* **GOAL**
Put the data below, starting at the line containing "Planogram-check task. Target: concrete" and ending at the line containing "point(606, 124)", into a two-column CSV headed input and output, with each row pairing a text with the answer that follows it. Quote every field, and replace any line breaks inside a field with spaces.

* **TASK INPUT**

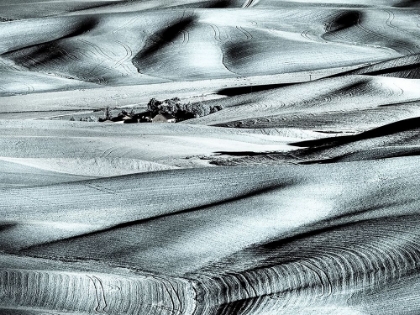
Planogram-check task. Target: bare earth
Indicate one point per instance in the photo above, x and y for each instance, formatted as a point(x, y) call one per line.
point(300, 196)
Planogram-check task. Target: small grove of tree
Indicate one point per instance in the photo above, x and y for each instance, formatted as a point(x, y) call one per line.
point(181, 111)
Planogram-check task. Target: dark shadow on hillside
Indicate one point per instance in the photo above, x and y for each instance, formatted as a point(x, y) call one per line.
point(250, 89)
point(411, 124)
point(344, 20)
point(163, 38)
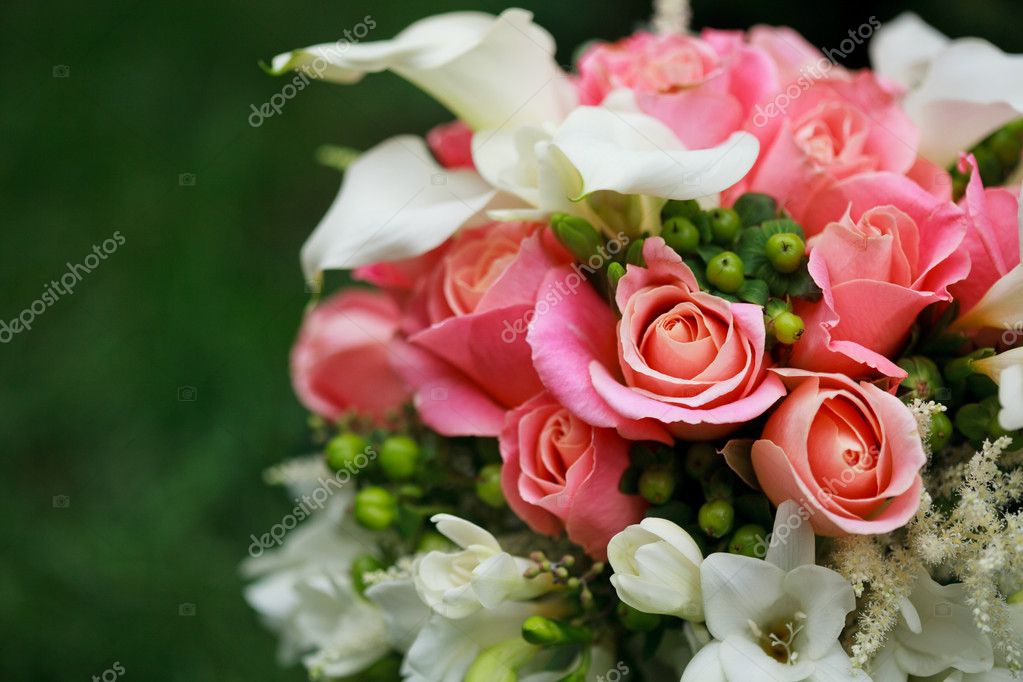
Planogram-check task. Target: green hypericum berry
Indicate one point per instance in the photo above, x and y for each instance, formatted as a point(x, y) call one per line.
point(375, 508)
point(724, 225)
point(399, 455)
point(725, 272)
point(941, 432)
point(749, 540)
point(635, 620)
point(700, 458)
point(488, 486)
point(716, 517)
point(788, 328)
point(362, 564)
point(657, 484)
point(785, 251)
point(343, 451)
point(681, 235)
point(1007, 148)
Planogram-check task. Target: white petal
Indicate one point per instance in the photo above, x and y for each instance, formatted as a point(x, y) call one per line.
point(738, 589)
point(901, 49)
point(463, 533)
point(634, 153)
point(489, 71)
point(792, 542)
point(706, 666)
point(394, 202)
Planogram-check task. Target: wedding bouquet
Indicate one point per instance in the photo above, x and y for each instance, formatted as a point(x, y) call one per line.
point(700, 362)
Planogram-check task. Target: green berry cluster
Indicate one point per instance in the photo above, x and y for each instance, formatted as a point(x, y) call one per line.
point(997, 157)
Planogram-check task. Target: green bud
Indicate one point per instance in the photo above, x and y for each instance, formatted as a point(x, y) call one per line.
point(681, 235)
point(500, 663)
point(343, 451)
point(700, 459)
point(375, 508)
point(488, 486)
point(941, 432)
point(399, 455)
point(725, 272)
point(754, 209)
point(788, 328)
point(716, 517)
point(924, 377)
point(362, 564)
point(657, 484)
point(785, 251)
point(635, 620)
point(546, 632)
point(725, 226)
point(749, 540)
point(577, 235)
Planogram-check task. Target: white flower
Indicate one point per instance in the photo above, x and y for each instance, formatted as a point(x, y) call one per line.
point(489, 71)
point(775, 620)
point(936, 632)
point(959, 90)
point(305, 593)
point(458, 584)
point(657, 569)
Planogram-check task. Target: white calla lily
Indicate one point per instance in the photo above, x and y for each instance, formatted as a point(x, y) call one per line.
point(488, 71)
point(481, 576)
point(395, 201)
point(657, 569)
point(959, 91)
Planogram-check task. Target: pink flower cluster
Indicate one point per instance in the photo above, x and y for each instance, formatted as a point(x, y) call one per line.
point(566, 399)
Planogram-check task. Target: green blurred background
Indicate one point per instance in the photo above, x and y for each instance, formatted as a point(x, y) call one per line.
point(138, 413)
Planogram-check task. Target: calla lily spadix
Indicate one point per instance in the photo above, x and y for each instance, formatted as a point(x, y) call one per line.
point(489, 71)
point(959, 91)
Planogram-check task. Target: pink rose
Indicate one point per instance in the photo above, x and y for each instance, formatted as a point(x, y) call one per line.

...

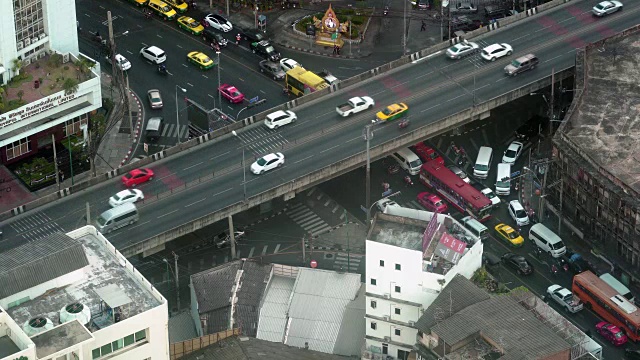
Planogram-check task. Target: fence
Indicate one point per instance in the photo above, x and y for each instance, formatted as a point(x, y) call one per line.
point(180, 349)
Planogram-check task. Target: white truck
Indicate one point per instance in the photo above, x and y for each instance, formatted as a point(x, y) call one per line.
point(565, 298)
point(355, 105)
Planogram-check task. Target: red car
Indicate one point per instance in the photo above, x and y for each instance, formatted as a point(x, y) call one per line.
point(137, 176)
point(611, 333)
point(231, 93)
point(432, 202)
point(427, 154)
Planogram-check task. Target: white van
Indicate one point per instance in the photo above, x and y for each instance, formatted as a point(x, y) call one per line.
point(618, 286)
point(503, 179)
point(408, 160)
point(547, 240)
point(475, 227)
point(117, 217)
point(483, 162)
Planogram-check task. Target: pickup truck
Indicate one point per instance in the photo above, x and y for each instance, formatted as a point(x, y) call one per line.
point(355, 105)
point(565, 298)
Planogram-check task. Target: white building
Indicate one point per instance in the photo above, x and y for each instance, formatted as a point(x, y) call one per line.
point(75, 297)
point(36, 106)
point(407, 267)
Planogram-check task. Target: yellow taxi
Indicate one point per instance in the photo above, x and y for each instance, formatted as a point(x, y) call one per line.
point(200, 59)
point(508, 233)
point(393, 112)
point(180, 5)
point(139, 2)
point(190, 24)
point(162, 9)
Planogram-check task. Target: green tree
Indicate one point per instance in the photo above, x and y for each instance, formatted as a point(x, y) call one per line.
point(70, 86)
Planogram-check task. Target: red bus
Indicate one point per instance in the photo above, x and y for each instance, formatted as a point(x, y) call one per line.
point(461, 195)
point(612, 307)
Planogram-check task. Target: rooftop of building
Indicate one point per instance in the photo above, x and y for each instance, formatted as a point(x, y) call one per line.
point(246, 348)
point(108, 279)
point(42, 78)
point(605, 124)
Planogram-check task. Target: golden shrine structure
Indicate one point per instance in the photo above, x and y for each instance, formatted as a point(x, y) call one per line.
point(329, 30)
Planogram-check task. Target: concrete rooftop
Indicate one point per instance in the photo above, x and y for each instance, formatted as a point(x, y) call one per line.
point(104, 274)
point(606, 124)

* **OUTPUT BELOW**
input,output
"Planogram-check task. Target: concrete rooftop Indicate one point per instance in the photo above, x and y for each instance, formatted as a point(x, y) call one per line.","point(104, 274) point(606, 124)"